:: Task description ::
From the data below, copy each line that includes the word "camera".
********
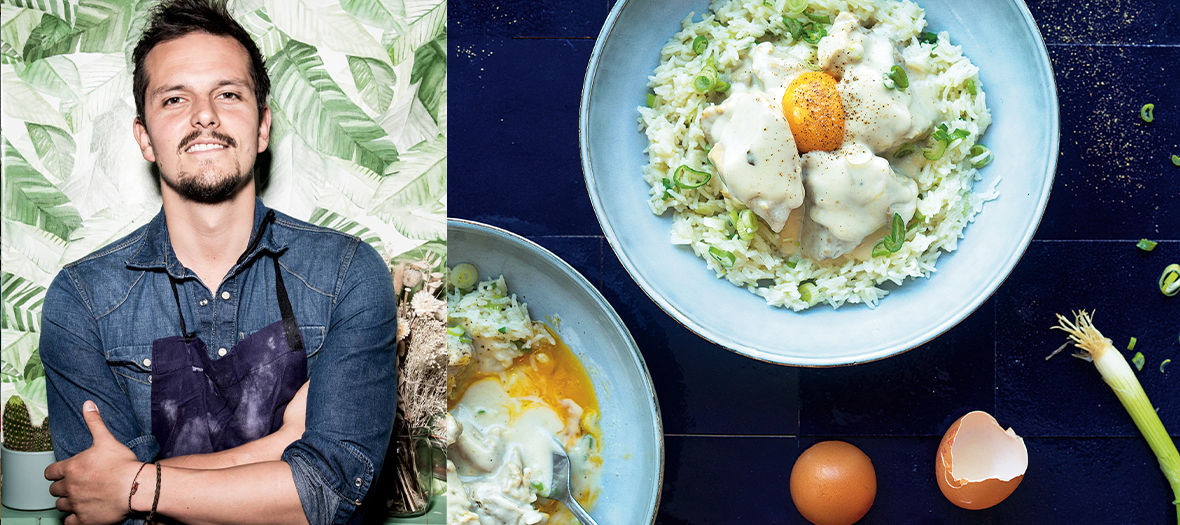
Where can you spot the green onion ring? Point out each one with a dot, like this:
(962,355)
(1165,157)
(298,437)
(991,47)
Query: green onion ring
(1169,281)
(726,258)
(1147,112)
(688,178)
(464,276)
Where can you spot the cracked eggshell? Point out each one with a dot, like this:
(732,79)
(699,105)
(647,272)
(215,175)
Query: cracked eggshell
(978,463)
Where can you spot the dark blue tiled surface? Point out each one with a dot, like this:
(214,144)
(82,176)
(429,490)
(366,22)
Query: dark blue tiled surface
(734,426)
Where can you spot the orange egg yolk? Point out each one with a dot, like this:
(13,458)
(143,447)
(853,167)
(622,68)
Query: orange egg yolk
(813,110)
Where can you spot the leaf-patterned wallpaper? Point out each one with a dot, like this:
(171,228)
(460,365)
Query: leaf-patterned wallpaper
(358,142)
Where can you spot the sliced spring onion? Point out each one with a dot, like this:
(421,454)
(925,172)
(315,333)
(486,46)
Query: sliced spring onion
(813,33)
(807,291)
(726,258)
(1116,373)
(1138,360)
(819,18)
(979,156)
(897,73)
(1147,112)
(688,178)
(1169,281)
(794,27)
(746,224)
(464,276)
********
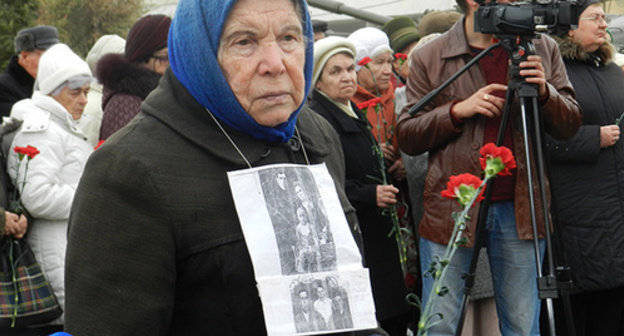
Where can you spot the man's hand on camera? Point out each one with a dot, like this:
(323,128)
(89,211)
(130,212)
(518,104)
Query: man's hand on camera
********
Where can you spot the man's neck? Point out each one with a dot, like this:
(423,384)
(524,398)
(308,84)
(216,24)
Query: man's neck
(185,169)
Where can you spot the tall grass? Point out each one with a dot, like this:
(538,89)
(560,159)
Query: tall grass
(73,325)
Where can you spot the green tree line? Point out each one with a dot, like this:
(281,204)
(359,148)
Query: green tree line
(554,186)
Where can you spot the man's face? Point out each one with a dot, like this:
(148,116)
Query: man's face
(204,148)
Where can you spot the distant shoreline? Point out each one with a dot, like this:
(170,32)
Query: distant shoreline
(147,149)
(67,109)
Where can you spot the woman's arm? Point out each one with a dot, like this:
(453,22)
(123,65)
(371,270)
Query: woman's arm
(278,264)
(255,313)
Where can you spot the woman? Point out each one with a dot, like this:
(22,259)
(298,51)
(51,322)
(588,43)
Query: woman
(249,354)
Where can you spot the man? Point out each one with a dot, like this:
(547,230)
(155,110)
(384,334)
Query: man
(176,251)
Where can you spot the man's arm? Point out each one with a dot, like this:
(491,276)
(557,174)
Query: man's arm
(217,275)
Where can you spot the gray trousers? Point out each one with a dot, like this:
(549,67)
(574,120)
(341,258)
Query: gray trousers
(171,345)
********
:: Answer box ::
Where can you spot the man's hand on camera? Point out each one with a dot, like this:
Query: man's hand on camera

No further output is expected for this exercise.